-- Supplied passage follows --

Modelling neurofibromatosis type 1 tibial dysplasia and its treatment with lovastatin
1 Max Planck Institute for Molecular Genetics, FG Development & Disease, Berlin, Germany
2 Institute for Medical Genetics, Charité, Universitätsmedizin Berlin, Berlin, Germany
3 In Silico Miners, ul. Chopina 13/10, 81-782 Sopot, Poland
4 Berlin-Brandenburg Center for Regenerative Therapies (BCRT), Berlin, Germany
BMC Medicine 2008, 6:21 doi:10.1186/1741-7015-6-21Published: 31 July 2008
Bowing and/or pseudarthrosis of the tibia is a known severe complication of neurofibromatosis type 1 (NF1). Mice with conditionally inactivated neurofibromin (Nf1) in the developing limbs and cranium (Nf1Prx1) show bowing of the tibia caused by decreased bone mineralisation and increased bone vascularisation. However, in contrast to NF1 patients, spontaneous fractures do not occur in Nf1Prx1 mice probably due to the relatively low mechanical load. We studied bone healing in a cortical bone injury model in Nf1Prx1 mice as a model for NF1-associated bone disease. Taking advantage of this experimental model we explore effects of systemically applied lovastatin, a cholesterol-lowering drug, on the Nf1 deficient bone repair.

-- Supplied passage concluded --

Exercise
Extend the abstract on modeling NF1 tibial dysplasia, picking up after its final sentence. The entries are not needed here.

-- Records provided follows --

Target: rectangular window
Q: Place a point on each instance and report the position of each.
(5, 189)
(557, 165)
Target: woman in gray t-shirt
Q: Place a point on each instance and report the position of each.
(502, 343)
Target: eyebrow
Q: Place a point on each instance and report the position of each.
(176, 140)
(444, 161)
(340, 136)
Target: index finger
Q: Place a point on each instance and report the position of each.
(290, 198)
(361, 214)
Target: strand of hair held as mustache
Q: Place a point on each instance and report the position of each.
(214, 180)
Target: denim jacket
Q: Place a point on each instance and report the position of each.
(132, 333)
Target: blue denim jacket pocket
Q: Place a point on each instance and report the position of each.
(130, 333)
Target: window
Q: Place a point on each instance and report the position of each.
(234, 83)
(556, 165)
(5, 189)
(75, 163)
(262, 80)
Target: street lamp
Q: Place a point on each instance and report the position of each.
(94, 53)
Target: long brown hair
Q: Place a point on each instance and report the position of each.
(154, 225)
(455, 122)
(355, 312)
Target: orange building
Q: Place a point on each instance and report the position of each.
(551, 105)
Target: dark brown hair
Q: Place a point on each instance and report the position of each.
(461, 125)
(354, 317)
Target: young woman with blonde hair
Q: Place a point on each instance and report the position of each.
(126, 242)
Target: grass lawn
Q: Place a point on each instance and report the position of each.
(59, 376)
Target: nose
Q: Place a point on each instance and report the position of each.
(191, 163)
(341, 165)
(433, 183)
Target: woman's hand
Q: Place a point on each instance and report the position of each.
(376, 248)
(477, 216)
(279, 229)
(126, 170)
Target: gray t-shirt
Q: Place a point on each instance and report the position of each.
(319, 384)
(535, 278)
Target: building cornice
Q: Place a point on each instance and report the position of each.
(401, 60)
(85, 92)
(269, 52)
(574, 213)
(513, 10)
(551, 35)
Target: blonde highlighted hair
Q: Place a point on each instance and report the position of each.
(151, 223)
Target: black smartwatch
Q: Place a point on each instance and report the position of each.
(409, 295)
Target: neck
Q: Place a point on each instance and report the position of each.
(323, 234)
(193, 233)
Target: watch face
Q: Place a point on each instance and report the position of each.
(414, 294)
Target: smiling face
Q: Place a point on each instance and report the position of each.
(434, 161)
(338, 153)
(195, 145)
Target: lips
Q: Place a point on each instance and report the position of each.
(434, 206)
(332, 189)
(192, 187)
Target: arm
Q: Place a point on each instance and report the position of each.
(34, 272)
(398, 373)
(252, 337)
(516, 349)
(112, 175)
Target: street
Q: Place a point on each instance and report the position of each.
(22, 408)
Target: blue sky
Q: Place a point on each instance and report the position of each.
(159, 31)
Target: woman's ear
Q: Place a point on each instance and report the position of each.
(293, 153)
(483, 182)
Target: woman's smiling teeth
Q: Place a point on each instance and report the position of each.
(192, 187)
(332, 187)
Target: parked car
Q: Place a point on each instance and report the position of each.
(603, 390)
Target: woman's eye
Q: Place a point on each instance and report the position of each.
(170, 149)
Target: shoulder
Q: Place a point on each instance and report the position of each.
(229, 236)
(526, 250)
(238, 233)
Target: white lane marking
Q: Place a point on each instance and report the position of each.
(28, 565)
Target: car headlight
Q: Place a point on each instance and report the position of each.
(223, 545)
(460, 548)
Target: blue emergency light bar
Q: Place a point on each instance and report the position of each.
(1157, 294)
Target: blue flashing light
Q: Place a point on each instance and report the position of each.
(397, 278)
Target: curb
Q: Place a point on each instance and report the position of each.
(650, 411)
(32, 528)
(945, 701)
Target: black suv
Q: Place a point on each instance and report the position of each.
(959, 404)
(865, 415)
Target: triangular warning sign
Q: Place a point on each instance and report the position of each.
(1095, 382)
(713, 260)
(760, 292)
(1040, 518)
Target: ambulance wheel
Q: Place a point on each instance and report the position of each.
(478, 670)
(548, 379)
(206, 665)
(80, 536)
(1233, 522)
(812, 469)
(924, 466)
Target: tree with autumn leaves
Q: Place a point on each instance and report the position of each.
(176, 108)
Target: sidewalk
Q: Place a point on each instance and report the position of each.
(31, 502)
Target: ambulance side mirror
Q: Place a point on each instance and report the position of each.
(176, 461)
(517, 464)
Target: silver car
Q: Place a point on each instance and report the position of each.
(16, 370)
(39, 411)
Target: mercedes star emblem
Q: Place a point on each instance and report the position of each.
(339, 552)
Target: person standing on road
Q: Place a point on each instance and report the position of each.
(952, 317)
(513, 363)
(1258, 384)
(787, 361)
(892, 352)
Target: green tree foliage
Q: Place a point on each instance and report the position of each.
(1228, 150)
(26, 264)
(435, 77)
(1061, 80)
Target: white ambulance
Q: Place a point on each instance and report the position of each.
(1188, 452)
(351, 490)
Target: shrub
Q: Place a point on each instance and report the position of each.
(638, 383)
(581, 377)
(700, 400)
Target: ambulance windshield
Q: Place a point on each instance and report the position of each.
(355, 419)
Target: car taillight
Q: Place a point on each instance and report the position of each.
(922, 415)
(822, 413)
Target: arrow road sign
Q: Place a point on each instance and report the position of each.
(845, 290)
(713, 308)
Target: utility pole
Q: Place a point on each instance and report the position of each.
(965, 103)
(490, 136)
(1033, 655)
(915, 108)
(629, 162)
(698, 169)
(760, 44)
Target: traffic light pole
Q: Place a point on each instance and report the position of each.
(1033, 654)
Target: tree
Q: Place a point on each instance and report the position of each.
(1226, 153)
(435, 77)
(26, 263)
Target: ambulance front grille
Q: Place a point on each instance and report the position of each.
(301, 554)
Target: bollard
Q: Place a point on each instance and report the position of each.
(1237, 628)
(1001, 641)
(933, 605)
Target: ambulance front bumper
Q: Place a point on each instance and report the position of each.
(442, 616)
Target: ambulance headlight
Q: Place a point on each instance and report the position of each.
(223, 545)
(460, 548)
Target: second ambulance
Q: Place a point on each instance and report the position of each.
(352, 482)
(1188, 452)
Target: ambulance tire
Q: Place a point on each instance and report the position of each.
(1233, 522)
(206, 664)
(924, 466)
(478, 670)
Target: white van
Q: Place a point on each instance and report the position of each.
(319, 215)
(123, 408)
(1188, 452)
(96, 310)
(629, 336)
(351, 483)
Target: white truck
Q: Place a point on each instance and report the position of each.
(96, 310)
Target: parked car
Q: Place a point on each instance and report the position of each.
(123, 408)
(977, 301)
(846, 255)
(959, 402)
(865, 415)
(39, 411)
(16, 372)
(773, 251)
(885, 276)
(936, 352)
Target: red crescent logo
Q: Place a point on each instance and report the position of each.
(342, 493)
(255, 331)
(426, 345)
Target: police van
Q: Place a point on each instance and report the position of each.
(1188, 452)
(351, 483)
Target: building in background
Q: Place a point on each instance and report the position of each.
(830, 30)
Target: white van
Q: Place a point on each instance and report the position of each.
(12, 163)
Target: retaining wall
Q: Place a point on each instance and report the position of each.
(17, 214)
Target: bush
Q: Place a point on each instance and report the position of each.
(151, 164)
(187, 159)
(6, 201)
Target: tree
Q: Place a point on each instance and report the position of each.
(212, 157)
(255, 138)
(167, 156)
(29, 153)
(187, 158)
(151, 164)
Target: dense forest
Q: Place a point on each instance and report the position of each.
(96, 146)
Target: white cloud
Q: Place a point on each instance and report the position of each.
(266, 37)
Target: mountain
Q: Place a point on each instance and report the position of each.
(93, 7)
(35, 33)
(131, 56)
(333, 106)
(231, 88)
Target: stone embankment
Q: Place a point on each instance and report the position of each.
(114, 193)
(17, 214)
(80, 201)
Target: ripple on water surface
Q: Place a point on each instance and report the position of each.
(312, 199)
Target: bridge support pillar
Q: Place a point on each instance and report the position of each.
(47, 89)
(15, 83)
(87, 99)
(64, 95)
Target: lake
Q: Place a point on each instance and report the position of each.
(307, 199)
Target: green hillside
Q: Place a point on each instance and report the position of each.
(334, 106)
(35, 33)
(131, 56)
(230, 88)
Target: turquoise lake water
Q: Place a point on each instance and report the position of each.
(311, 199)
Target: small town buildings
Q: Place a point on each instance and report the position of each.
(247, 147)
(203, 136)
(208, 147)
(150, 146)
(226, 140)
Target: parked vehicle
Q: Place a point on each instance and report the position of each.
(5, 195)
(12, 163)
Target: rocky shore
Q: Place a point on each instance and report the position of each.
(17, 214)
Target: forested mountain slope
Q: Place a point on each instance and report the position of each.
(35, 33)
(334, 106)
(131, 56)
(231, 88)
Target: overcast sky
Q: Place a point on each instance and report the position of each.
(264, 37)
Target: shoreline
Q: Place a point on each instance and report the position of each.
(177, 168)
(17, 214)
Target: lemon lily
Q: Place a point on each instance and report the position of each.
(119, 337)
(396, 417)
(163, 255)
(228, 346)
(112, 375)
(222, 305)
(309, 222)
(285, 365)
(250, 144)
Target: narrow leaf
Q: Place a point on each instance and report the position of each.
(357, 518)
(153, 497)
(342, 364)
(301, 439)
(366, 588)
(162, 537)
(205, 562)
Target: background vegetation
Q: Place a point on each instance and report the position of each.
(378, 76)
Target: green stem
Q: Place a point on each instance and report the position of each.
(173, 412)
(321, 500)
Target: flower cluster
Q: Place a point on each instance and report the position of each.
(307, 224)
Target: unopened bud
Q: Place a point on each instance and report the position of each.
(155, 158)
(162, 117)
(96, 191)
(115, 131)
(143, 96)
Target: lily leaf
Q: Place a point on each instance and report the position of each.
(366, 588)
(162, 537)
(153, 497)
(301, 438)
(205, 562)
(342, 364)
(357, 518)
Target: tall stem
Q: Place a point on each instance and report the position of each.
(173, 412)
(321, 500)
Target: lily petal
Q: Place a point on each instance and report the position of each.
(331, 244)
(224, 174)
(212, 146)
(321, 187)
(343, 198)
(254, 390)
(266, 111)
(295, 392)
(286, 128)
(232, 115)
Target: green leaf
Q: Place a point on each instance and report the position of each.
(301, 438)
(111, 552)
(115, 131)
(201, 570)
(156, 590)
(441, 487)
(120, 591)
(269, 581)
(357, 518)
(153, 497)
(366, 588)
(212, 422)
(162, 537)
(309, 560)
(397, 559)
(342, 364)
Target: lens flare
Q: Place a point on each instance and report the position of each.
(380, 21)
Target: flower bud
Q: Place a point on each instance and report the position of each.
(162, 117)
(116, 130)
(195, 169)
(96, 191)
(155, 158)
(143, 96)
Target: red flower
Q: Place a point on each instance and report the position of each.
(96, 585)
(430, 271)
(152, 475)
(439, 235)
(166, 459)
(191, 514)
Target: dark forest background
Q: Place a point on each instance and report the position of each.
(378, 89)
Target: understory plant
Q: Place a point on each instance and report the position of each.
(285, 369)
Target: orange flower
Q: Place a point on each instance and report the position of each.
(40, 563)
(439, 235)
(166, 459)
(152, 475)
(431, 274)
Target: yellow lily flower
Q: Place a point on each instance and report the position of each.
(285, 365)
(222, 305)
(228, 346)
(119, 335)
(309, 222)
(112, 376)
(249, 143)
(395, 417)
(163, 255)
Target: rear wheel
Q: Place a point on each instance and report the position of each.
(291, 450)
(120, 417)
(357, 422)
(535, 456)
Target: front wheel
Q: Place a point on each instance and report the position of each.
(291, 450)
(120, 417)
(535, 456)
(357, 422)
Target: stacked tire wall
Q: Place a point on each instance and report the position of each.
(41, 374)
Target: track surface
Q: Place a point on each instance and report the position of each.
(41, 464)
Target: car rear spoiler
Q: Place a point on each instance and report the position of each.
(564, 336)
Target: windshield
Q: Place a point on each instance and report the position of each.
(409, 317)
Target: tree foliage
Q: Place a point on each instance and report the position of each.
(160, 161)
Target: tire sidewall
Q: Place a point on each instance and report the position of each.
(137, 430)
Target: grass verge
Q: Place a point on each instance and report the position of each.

-- Records provided concluded --

Final answer
Cortical injury was induced bilaterally in the tuberositas tibiae in Nf1Prx1 mutant mice and littermate controls according to a method described previously. Paraffin as well as methacrylate sections were analysed from each animal. We divided 24 sex-matched mutant mice into a lovastatin-treated and an untreated group. The lovastatin-treated mice received 0.15 mg activated lovastatin by daily gavage. The bone repair process was analysed at three consecutive time points post injury, using histological methods, micro computed tomography measurements and in situ hybridisation. At each experimental time point, three lovastatin-treated mutant mice, three untreated mutant mice and three untreated control mice were analysed. The animal group humanely killed on day 14 post injury was expanded to six treated and six untreated mutant mice as well as six control mice.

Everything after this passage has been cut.